START PASSAGE PROVIDED

Chapter 19 – The Dark Carp of Giverney
It was two hours on the train from Gare du Nord to Vernon, and during the ride Lucien sat near a young mother and her two little daughters, dressed as finely as fancy dolls, who were traveling to Rouen.
From the station at Vernon, he walked the two miles into the countryside to Giverny —
The Sheltered Path – Claude Monet – 1873
—less a village, really, than a collection of small farms that happened to perch together just off the river Seine.
Lucien walked through the back garden, rows upon rows of blooming flowers, built from the ground up on trellises and tripods
This was a garden designed by and for a painter, someone who loved color.
He came out of the mounds of color and–
–into a cool grove of willow trees, and there, by the two mirror-calm lily pond
–he found Monet at his easel.
This is painted about the time of the story. It’s not exactly appropriate for this description, since Monet is working on a canvas that’s on the ground, not an easel, but it’s fairly clear here that Monet is painting with another painter. By this time, he (was well as Cezanne) were painting with pilgrims who were coming from all over the world to paint at the side of the master. Sargent was an amazingly successful American artist who went to France and painted with Monet. There’s a wealth of Sargents in the Boston Museum of Fine Art where he painted the murals and The National Galleries in Washington. He made his reputation painting portraits of the wives of royalty and business magnates. He had the ability to embue the subjects of his paintings with an inner light, and I’m yet to see a Sargent portrait of a woman in which he does not find the beauty in his subject and make it shine.
Here Monet is much younger, in 1873, in his garden at Argenteuil, another garden he built to be painted, and at this point in his life, when he was nearly completely broke.

END PASSAGE PROVIDED
START SUPPLIED ENTRIES

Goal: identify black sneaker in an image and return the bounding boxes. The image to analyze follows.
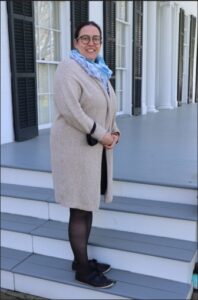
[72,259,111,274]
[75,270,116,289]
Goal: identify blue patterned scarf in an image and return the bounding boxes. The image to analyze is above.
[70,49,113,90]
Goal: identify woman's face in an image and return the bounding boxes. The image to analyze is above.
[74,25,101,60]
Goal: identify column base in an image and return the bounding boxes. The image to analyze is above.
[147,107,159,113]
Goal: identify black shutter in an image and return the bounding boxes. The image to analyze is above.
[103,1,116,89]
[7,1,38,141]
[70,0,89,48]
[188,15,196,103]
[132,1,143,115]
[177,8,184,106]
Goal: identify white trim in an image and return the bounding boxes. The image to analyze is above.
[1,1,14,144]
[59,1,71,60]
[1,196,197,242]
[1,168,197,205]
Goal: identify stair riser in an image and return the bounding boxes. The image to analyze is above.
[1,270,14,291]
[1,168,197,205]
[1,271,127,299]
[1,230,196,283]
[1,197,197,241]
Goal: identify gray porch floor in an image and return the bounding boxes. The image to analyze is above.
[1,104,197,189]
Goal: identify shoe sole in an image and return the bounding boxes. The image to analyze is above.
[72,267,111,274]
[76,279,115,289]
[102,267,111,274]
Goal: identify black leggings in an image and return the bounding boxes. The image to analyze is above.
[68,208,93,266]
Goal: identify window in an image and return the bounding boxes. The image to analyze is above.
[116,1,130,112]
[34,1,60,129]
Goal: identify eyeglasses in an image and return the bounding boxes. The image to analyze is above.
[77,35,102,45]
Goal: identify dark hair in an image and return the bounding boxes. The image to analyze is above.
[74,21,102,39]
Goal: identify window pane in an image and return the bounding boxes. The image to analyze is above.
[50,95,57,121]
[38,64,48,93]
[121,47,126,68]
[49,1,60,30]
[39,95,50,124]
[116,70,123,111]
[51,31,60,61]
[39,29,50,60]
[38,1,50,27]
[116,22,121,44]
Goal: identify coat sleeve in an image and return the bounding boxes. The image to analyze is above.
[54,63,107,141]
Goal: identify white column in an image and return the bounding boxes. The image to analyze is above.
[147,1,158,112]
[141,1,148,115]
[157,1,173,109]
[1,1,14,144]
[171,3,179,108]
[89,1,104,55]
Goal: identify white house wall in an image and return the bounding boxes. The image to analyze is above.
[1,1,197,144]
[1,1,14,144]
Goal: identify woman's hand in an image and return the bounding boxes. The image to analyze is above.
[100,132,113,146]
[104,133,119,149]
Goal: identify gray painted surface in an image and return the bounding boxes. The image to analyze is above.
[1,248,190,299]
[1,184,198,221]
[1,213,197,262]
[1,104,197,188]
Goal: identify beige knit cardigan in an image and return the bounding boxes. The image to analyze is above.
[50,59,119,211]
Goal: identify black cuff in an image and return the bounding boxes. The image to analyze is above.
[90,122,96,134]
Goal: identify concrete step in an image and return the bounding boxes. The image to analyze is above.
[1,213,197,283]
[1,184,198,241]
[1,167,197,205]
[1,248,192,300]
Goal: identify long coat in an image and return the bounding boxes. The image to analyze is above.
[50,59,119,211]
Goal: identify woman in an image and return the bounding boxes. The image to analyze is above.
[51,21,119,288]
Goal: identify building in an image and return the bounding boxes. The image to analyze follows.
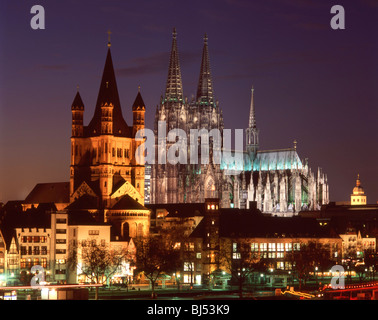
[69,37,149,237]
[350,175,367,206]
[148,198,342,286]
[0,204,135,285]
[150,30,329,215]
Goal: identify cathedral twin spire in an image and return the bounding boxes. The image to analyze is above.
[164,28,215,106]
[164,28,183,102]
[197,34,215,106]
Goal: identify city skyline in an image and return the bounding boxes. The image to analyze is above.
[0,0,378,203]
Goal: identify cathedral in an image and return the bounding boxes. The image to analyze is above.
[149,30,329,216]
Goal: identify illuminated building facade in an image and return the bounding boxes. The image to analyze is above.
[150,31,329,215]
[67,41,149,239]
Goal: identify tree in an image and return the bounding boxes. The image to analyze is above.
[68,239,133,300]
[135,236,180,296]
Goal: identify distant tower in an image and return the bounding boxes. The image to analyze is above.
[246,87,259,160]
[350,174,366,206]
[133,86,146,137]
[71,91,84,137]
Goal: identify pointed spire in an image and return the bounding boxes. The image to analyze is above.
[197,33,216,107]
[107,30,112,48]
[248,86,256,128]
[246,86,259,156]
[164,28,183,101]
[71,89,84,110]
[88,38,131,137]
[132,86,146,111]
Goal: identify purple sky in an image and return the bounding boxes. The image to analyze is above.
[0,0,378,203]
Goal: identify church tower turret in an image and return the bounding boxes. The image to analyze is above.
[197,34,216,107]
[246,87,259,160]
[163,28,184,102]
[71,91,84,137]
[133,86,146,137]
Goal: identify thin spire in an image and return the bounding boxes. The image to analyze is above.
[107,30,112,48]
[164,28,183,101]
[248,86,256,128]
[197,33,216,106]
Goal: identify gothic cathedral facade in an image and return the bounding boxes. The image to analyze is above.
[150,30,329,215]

END SUPPLIED ENTRIES

TASK STATEMENT
Using the Giverny chapter text, answer these:
1. How long did the train ride from Gare du Nord to Vernon take?
2. Where were the young mother and her two daughters traveling?
3. In which museum did Sargent paint the murals?

EXERCISE RESULT
1. Two hours.
2. To Rouen.
3. The Boston Museum of Fine Art.